Excerpted text

--- START ---

Tears in rain monologue

"c-beam" redirects here. For steel beams with a c-shaped cross-section, see structural channel.
Roy Batty, as played by Rutger Hauer after the "Tears in Rain" monologue in Blade Runner.

"Tears in Rain", also referred to as "The C-Beams Speech",[1] is a brief monologue delivered by replicant Roy Batty (portrayed by Rutger Hauer) in the Ridley Scott film Blade Runner. The final form, altered from the scripted lines and improvised by Hauer on the eve of filming,[2][3] has entered popular culture as "perhaps the most moving death soliloquy in cinematic history"[4] and is an often quoted piece of science fiction writing.[5]

Script and improvisation

In Blade Runner, dying replicant Roy Batty makes this speech to Harrison Ford's character Deckard moments after saving him from falling off a tall building. Deckard had been tasked to kill him and his replicant friends. The words are spoken during a downpour, moments before Batty's death:

I've seen things you people wouldn't believe. Attack ships on fire off the shoulder of Orion. I watched C-beams glitter in the dark near the Tannhäuser Gate. All those moments will be lost in time, like tears...in...rain. Time to die.

In the documentary Dangerous Days: Making Blade Runner, Hauer, director Ridley Scott, and screenwriter David Peoples asserted that Hauer wrote the "Tears in Rain" speech. There were earlier versions of the speech in Peoples' draft screenplays; one included the sentence "I rode on the back decks of a blinker and watched C-beams glitter in the dark, near the Tannhäuser Gate"[6] In his autobiography, Hauer said he merely cut the original scripted speech by several lines, adding only "All those moments will be lost in time, like tears in rain"[7] although the original script, displayed during the documentary, before Hauer's rewrite, does not mention "Tannhäuser Gate":

I have known adventures, seen places you people will never see, I've been Offworld and back...frontiers! I've stood on the back deck of a blinker bound for the Plutition Camps with sweat in my eyes watching the stars fight on the shoulder of Orion. I've felt wind in my hair, riding test boats off the black galaxies and seen an attack fleet burn like a match and disappear. I've seen it...felt it!

--- END ---

Input data
--- START ---

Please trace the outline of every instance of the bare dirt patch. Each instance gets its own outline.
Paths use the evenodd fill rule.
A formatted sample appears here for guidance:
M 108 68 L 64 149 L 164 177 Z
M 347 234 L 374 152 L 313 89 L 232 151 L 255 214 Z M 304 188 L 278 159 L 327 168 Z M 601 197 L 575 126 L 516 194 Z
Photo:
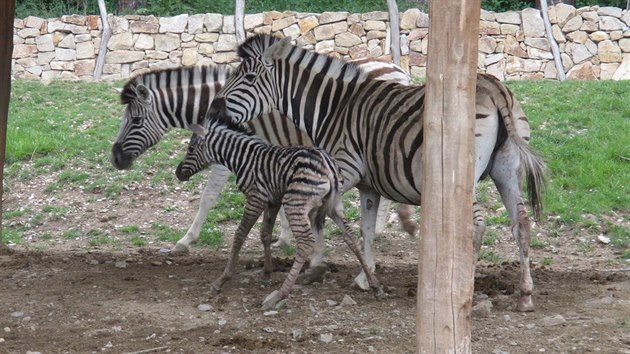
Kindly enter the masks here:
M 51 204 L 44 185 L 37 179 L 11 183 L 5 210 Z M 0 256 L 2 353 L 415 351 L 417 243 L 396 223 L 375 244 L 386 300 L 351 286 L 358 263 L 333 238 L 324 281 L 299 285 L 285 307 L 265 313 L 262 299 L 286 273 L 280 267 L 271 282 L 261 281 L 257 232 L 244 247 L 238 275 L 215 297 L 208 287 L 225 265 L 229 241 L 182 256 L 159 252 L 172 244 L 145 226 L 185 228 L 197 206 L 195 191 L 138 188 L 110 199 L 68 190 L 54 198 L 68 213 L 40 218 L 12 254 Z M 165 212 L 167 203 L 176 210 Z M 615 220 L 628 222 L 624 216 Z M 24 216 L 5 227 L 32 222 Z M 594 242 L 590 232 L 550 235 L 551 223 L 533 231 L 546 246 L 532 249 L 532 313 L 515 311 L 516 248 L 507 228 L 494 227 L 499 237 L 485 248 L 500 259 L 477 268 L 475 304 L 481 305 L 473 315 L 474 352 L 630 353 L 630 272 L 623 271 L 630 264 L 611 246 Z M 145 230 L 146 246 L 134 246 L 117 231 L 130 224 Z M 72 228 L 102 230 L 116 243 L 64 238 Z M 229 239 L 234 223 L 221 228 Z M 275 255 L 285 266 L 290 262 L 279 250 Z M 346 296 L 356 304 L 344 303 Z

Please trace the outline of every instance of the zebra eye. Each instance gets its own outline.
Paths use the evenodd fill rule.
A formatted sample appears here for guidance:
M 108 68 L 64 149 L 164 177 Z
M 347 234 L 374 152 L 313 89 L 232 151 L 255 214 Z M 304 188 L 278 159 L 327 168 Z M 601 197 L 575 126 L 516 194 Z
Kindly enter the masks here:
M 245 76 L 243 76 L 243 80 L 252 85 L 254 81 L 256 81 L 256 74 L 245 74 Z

--- END ---
--- START ---

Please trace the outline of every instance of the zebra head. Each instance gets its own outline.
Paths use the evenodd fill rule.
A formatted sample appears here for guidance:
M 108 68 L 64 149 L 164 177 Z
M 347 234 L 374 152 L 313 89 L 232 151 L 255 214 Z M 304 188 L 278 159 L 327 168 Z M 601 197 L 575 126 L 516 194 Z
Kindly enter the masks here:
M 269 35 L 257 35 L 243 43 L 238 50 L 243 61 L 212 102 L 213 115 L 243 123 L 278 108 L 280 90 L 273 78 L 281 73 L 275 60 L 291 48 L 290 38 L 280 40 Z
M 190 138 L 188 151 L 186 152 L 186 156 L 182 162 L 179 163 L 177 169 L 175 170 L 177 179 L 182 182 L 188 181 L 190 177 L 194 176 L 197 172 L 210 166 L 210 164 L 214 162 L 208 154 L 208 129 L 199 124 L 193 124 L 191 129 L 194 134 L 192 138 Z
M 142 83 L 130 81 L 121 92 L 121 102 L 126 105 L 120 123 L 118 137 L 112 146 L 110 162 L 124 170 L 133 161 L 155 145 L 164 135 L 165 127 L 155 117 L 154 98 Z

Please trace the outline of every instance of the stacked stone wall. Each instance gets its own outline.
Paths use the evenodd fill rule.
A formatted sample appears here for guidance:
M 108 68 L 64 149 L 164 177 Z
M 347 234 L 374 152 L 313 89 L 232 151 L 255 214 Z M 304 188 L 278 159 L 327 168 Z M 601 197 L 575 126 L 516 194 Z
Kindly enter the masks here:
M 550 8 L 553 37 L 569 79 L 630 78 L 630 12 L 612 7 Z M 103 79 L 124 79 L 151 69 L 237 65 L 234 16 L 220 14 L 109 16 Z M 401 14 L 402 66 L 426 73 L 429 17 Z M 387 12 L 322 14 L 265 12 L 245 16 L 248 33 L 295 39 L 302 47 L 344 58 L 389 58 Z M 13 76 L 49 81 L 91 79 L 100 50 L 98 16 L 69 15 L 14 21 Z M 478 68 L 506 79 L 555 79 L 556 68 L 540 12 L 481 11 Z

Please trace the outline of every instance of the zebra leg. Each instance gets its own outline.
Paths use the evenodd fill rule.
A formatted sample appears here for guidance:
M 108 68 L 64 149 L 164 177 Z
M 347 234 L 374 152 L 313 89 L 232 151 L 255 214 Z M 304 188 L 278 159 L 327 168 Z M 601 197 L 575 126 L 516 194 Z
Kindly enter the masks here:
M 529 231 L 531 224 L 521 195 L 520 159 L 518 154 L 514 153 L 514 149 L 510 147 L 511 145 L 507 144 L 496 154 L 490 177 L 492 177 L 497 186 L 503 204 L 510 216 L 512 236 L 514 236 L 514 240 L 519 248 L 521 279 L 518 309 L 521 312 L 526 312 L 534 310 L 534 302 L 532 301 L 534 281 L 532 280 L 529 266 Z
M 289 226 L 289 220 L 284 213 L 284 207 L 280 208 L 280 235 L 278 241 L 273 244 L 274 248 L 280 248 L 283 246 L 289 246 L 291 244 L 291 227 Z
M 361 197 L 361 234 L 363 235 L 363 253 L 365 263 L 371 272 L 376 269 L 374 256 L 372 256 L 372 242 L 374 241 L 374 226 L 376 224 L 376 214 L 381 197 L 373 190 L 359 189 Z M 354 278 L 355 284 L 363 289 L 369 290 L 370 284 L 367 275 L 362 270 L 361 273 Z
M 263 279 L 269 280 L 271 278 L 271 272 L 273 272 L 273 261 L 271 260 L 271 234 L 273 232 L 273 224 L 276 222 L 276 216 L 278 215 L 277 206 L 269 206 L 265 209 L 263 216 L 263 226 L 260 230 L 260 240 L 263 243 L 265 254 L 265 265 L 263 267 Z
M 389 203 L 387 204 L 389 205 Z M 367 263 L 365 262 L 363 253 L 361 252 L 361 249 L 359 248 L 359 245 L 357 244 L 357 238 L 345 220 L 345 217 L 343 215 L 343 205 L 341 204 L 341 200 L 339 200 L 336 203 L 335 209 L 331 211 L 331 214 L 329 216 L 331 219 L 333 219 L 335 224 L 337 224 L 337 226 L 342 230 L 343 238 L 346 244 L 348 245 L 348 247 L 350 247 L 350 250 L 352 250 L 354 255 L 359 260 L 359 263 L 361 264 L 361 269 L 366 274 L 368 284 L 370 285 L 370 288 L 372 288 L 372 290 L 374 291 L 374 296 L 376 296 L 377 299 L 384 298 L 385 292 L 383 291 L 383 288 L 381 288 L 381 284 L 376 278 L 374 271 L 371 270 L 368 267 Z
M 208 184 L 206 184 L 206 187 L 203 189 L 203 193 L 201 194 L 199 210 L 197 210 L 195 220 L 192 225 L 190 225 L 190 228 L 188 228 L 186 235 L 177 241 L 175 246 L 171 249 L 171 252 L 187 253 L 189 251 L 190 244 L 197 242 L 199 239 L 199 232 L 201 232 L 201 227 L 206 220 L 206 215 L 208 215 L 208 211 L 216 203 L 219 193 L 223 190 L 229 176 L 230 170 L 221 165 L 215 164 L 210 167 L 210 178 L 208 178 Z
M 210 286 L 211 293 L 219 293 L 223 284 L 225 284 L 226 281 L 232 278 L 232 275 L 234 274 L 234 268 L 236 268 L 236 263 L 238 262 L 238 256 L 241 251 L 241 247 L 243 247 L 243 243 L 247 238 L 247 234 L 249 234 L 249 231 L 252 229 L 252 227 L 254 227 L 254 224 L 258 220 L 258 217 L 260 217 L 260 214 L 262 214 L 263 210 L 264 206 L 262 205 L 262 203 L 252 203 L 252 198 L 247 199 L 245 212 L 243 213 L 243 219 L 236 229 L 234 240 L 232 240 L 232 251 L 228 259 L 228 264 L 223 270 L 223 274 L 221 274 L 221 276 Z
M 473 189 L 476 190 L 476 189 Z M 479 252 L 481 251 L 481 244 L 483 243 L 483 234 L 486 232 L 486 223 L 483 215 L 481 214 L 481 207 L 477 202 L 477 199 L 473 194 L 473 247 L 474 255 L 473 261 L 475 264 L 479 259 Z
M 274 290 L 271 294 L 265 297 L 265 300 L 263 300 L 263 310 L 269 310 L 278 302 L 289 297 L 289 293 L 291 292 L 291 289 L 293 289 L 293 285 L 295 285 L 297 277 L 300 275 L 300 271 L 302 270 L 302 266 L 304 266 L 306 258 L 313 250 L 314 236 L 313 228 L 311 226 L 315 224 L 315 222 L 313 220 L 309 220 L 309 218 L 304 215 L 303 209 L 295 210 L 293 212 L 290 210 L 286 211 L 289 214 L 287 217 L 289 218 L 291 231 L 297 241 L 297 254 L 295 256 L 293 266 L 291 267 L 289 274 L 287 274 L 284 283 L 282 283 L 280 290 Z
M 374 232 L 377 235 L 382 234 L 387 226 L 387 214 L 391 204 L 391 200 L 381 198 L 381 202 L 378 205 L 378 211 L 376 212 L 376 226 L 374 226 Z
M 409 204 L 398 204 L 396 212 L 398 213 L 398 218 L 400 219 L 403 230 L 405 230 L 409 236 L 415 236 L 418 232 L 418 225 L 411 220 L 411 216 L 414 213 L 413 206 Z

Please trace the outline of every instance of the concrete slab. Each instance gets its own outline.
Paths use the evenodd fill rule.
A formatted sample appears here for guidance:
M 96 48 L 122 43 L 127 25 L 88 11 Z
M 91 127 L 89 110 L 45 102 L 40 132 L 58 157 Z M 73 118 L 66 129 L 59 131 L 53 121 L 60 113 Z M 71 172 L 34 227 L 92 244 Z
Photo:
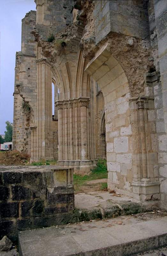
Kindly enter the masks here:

--- END ---

Problems and tasks
1 – Which real people, not film characters, does the article on the "Tears in Rain" monologue name?
2 – Reproduce the lines of the records between the one holding "Please trace the outline of every instance of the bare" and the one holding "M 51 204 L 44", inclusive, leaving out the picture.
The records have nothing to do with the article on the monologue.

Answers to the exercise
1 – Rutger Hauer, Ridley Scott, Harrison Ford, David Peoples

2 –
Please trace the outline of every instance of the bare dirt patch. Each instance gets its own outline.
Paths use the evenodd fill rule.
A formatted sample appears here for guidance:
M 108 68 L 64 149 L 164 177 Z
M 347 234 L 374 152 L 313 89 L 232 151 L 255 214 Z M 304 188 L 278 159 L 327 168 Z M 601 197 L 575 126 L 516 194 Z
Photo:
Kindly enter the masks here:
M 51 204 L 44 185 L 37 179 L 11 183 L 5 210 Z M 0 256 L 2 353 L 415 351 L 417 243 L 396 223 L 375 244 L 386 300 L 351 286 L 358 263 L 333 238 L 324 281 L 299 285 L 285 307 L 265 313 L 262 299 L 286 273 L 280 267 L 271 282 L 261 281 L 257 232 L 244 247 L 238 275 L 215 297 L 208 287 L 225 265 L 229 241 L 182 256 L 159 252 L 172 244 L 145 226 L 185 228 L 197 206 L 195 191 L 138 188 L 110 199 L 68 190 L 54 198 L 68 213 L 40 218 L 12 254 Z M 165 212 L 167 203 L 176 210 Z M 615 220 L 628 222 L 624 216 Z M 24 216 L 5 227 L 32 222 Z M 594 242 L 590 232 L 550 235 L 551 223 L 533 231 L 546 246 L 532 249 L 532 313 L 515 311 L 516 248 L 507 228 L 494 227 L 499 237 L 485 248 L 500 259 L 477 268 L 475 304 L 481 305 L 473 315 L 474 352 L 630 353 L 630 272 L 623 271 L 630 264 L 611 246 Z M 145 230 L 146 246 L 134 246 L 117 231 L 130 224 Z M 72 228 L 102 230 L 116 243 L 64 238 Z M 229 239 L 234 223 L 221 228 Z M 275 255 L 285 266 L 290 262 L 279 250 Z M 346 296 L 356 304 L 344 303 Z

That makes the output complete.